DESCRIPTION OF THE TASK —
Reproduce every one of the lines below word for word, keeping their order and each number unchanged.

DATA FOR THIS TASK —
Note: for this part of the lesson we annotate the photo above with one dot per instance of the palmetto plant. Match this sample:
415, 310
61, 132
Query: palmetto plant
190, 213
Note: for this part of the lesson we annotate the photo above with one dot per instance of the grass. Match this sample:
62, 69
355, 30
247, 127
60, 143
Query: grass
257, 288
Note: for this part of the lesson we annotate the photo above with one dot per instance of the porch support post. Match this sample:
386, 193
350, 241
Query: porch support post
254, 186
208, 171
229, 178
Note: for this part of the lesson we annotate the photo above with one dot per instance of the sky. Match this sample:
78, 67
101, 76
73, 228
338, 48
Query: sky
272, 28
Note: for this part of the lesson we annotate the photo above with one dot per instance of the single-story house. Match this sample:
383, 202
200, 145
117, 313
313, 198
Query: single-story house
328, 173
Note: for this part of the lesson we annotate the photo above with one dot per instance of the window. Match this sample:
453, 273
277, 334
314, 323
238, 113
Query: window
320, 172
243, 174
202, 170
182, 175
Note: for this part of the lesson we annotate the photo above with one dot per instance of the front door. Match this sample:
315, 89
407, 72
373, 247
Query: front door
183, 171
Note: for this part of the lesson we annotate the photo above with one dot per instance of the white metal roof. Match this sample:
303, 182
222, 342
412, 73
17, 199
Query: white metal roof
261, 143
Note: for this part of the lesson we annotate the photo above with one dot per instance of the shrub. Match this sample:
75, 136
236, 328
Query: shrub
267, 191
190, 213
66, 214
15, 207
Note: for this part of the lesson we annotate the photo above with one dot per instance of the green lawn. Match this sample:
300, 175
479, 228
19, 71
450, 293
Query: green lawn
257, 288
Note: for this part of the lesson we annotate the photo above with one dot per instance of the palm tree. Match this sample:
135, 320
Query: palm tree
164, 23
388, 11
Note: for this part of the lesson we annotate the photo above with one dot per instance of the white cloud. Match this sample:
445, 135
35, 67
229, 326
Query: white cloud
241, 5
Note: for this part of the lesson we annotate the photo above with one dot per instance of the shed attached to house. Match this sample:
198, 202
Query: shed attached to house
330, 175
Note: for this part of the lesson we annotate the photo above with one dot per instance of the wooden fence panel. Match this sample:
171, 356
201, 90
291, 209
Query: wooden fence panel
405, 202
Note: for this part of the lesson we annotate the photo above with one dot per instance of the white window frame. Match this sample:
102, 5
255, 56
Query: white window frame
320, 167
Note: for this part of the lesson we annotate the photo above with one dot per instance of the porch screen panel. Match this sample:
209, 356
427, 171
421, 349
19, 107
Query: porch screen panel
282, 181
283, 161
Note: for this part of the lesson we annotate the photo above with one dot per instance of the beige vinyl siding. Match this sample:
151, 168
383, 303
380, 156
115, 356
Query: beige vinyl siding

TASK ANSWER —
Note: for this part of the lesson we annotate the photo above with one dot per instance of the palmetto plant. Match this sample:
415, 310
61, 132
Query: palmetto plant
190, 213
Note: for this part of the lesson we annotate the photo above with one dot per instance of the grass. Match this sample:
62, 69
355, 30
247, 127
60, 143
Query: grass
257, 288
Note: for this part of the lesson we annotate the photo above with one dot per instance of the porch support post. Match this sample:
386, 193
350, 241
Query: porch support post
254, 186
208, 171
229, 178
Note: for this part of the lesson we annotate the photo above with one dot per instance of the sky. Match this sample:
78, 67
101, 76
73, 228
338, 48
Query: sky
272, 28
Note: for this part of the lesson we annotate the photo above with one dot per instance of the single-story house. Match this sample:
383, 202
200, 145
117, 313
313, 198
Query: single-story house
328, 173
Note: for this part of the lesson we annotate the photo above with one dot per instance of the window. Match this sample:
453, 273
277, 334
314, 323
238, 113
Query: window
320, 172
243, 174
202, 170
182, 175
Note: for this part of the lesson we annotate the photo above with one dot per instance of the front door. Match this sample:
315, 89
407, 72
373, 247
Query: front door
183, 171
Note: for this part of the lesson we annotate the photo above with one dot per instance of the white metal roof. Match this sample:
303, 182
222, 342
412, 73
17, 199
Query: white metal roof
261, 143
Note: for this part of the lesson we annotate the photo above with one dot per instance of the shrub. Match this sample:
75, 136
236, 328
Query: shrub
267, 191
190, 213
66, 214
15, 207
Note: for this part of the lesson we annotate the photo above with one dot per instance of the green lawn. Match this sample:
300, 175
479, 228
19, 71
450, 293
Query: green lawn
257, 288
Note: for this part of the lesson we annotate the photo above with one dot per instance of the palm tree. Match this sample:
135, 320
Query: palm tree
164, 23
388, 11
Note: for this part of the lesson we annotate the photo above with one dot per instance of the white cloud. Match this sample:
445, 135
35, 67
229, 326
Query: white cloud
241, 5
Note: for this part of the lesson we annotate the photo above with one dot per instance of the shed attached to house. Match this sample:
198, 202
Query: shed attached to house
330, 175
Note: for this part of the lesson we annotate the photo above with one dot per instance of the wooden fence panel. Match this sample:
171, 356
201, 90
291, 209
Query: wooden fence panel
405, 202
Note: for this part of the lesson we annotate the photo above with one dot per instance of the white window frame. Match this sample:
102, 5
255, 56
Query: white window frame
320, 167
Note: for this part of the lesson we annotate the photo above with one dot per instance of the porch screen panel. Match this sample:
209, 356
427, 171
421, 349
19, 107
Query: porch screen panel
282, 181
283, 161
Note: for this part of the lesson we annotate the photo above with one dot per instance of the beige vinyl siding. Match this sample:
151, 168
383, 303
380, 156
115, 356
Query: beige vinyl siding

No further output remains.